FRAGMENTO DEL DOCUMENTO:
* * *
# Cargar movil con placa solar



## pablo86 (Sep 4, 2008)

Hola.
Soy nuevo por aqui-
Estoy intentando cargar la bateria de un movil con una placa solar flexible que tengo pensado pegar a la parte trasera.

He intentado conectar la placa a donde se conecta el cargador, pero no funciona, ya que no tiene suficiente potencia. (la idea no es que se cargue en un tiempo record)
Tambien he intentado conectarla donde se conecta la bateria al movil. Pero tampoco se carga (la placa sigue dando unos 5V, cuando deberia dar poco mas de 3,7 si le entregase corriente a la bateria.

Creo que el problema puede estar en el tercer terminal de la bateria, que supongo que sera para que se comuniquen el movil y la bateria, decirse el nivel de carga...
Alguien sabe como indicarle a la bateria por este terminal que debe cargarse?
O directamente destripo la bateria y le conecto la placa directamente n los bornes de la celula de litio?

Gracias


----------



## DJ DRACO (Sep 4, 2008)

jeje, mira, una migo mio tenia un perro, que le comio el cargador, y le rompio la ficha de carga. no es necesario nada de nada. solo pelamos los cables, identificamos positivo y neutro y listo, el celular se cargo espectacularmente, sin estar siquiera dentro del celular.

tus placas deberan estar colocadas de forma tal de entregar 3,7 volts a 4 volts, con una corriente no superior a los 300mAh, lo cual se logra facilmente, con unas 2 o 3 plaquitas chiquititas de calculadora en serie, y otras 3 o 6 más en paralelo con estas primeras. si quieres luego t paso el esquema.

la bateria deberia cargarse perfectamente.

el tea del corte automatico es otra cosa, y t diria q no creo q pase nada al respecto, a demas el celular no va a estar continuamente al sol. ni expuesto a radiacion luminica penetrante.


----------



## pablo86 (Sep 5, 2008)

Gracias DJ DRACO,
Voy a probar soldando los terminales de la placa por si el problema era que no hacían bien contacto...

No creo que haya problemas con detectar el final de carga ya que la idea no es cargarlo completamente, sino que le vaya dando luz a ratos para compensar la descarga.

Si me funciona ya pondré foto.


----------
* * *
TAREA PLANTEADA 1:
Determina si cada afirmación concuerda con el hilo. Responde sí o no y cita literalmente las palabras del hilo que lo deciden. (a) pablo86 probó a conectar la placa en el punto donde se conecta el cargador. (b) DJ DRACO indica que la corriente debe superar los 300mAh. (c) pablo86 quiere cargar el móvil por completo con la placa.
El hilo y los registros son materiales independientes entre sí.
* * *
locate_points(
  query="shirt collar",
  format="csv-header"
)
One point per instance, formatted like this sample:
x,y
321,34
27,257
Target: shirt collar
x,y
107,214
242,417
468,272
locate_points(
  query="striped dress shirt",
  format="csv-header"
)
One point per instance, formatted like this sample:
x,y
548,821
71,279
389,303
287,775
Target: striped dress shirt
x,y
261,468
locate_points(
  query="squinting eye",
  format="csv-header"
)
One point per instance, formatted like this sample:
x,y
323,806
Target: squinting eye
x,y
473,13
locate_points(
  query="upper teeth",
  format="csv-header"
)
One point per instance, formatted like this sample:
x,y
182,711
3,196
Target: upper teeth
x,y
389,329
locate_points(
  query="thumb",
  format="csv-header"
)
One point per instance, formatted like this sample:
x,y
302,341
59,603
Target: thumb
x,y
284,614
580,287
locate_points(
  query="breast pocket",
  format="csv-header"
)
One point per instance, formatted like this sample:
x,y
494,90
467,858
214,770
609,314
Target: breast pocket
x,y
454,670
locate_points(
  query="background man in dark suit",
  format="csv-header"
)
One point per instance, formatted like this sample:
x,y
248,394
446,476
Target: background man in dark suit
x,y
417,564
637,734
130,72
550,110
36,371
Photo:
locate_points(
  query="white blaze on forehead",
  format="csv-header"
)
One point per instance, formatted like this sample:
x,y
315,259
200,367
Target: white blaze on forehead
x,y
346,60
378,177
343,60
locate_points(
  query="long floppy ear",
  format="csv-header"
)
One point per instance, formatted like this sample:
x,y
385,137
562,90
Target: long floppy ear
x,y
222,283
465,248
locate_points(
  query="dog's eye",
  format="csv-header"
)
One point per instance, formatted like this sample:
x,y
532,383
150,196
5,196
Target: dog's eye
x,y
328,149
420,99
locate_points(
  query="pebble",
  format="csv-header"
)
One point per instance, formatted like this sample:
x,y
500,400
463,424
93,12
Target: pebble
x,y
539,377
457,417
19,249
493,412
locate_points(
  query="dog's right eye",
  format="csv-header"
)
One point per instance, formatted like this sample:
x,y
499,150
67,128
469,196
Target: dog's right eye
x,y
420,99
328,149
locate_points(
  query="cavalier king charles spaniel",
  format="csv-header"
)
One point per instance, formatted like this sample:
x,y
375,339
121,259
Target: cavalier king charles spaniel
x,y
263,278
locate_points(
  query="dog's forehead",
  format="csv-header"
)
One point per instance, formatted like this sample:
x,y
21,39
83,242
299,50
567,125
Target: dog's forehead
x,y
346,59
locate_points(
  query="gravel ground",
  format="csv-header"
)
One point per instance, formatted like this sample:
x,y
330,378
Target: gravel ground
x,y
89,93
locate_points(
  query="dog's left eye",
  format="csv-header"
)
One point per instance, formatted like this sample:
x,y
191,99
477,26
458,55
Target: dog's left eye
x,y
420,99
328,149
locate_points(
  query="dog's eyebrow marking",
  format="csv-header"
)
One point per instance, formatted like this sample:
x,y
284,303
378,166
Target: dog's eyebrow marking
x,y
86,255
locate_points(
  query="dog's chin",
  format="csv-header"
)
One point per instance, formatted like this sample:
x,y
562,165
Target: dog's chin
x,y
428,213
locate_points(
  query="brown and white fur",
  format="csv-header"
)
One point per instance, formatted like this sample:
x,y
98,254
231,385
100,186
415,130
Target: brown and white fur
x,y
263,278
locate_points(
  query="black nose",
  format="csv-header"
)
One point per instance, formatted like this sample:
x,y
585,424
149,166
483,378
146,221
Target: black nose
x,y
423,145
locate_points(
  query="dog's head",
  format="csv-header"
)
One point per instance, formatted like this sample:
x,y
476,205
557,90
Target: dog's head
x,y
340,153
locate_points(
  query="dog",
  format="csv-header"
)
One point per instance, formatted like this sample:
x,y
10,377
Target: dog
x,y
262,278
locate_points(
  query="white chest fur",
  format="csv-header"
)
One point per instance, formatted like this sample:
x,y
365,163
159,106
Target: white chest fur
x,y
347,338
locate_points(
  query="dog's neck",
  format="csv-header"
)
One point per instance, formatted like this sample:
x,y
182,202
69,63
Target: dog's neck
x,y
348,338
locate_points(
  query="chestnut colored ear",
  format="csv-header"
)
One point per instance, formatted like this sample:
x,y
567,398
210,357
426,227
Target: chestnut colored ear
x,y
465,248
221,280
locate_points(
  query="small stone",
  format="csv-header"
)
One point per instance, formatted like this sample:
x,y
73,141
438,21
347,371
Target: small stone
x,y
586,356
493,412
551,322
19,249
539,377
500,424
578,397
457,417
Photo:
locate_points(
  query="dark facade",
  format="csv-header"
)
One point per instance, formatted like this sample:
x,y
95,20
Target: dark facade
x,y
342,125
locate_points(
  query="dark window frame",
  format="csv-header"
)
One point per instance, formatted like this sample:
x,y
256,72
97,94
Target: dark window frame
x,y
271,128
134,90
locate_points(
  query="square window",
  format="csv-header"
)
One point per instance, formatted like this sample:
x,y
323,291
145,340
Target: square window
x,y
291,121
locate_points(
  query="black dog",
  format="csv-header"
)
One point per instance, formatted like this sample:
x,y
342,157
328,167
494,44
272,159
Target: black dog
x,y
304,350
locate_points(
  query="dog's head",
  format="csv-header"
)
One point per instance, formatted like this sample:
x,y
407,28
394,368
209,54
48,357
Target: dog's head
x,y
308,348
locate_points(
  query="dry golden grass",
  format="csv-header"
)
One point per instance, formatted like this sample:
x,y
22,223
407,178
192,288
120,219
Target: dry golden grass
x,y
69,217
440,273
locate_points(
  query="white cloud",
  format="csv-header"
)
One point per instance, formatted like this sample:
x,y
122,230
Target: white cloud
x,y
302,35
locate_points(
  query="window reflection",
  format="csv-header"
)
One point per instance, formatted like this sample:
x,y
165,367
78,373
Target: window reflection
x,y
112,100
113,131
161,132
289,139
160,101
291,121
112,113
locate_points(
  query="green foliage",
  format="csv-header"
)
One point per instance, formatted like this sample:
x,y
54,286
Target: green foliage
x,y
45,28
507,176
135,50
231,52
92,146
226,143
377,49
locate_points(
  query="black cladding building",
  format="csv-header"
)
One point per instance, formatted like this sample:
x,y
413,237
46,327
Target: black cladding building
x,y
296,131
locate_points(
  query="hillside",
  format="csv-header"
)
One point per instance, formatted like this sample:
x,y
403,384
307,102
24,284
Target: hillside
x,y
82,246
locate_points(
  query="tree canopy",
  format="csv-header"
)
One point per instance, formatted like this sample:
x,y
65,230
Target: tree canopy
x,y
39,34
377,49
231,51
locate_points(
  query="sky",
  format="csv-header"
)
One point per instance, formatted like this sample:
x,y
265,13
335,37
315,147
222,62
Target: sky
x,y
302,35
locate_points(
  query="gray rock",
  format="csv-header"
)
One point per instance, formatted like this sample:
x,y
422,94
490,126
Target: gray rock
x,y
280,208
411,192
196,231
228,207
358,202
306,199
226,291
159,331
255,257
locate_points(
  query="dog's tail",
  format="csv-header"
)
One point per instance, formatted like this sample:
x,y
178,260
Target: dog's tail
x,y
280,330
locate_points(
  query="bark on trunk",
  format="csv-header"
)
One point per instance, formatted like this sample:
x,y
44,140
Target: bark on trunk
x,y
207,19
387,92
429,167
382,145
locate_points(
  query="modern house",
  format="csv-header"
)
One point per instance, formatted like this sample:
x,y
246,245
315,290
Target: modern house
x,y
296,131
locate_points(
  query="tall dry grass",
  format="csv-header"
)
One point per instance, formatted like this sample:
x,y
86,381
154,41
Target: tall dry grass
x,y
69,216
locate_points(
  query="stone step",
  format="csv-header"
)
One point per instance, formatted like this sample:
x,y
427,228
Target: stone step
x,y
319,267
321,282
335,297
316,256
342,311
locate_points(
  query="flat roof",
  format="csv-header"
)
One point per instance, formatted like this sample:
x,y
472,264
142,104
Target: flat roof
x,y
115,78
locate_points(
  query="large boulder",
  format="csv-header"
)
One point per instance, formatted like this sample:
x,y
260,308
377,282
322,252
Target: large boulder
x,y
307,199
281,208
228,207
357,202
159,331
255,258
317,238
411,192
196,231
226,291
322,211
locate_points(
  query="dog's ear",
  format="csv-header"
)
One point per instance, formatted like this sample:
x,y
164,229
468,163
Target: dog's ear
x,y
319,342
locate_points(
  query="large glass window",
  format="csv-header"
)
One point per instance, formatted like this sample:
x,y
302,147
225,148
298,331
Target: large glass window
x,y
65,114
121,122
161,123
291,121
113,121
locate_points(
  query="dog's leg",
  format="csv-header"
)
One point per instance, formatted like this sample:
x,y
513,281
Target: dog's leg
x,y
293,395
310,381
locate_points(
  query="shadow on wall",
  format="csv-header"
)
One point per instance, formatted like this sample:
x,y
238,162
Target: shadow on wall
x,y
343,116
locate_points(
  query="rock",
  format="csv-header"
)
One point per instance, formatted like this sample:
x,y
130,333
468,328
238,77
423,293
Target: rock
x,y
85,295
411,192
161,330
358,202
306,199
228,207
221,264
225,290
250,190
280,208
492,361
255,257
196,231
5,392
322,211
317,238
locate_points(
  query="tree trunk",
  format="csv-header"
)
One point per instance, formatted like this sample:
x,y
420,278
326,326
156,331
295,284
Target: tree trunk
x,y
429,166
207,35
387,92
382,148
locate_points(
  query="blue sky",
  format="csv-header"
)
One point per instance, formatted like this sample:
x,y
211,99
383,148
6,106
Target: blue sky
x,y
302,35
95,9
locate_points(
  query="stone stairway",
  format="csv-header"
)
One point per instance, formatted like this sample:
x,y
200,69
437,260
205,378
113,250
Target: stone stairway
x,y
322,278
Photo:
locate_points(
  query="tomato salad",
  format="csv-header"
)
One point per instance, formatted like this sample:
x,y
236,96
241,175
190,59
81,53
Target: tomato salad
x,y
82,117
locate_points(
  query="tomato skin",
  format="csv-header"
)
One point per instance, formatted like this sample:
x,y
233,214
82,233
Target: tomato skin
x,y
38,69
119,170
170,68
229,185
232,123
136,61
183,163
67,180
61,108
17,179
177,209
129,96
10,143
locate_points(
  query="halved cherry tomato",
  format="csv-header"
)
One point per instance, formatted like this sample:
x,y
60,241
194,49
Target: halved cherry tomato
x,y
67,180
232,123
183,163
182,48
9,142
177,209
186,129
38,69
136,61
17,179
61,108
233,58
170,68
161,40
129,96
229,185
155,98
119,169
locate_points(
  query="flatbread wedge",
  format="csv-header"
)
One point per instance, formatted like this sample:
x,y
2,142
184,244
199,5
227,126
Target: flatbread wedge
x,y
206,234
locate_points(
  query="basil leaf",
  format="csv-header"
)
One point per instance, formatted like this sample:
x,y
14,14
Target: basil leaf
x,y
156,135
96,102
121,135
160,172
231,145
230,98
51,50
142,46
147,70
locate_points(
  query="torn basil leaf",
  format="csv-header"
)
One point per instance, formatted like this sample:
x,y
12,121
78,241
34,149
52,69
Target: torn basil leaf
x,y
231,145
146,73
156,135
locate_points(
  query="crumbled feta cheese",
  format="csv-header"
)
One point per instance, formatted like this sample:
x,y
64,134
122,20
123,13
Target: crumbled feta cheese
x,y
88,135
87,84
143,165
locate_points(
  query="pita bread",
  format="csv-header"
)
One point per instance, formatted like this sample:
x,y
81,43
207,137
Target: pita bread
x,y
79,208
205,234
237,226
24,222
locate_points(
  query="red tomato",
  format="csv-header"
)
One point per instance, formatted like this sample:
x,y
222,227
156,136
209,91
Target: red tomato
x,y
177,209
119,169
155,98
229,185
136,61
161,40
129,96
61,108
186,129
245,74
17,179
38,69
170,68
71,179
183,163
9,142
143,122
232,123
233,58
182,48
* * *
TAREA PLANTEADA 2:
Indica cuántas líneas de los registros contienen la cadena "window", distinguiendo mayúsculas de minúsculas. Da solo el número.

RESULTADO 1:
(a) Sí: "He intentado conectar la placa a donde se conecta el cargador, pero no funciona, ya que no tiene suficiente potencia."
(b) No: "con una corriente no superior a los 300mAh"
(c) No: "la idea no es cargarlo completamente, sino que le vaya dando luz a ratos para compensar la descarga."

RESULTADO 2:
8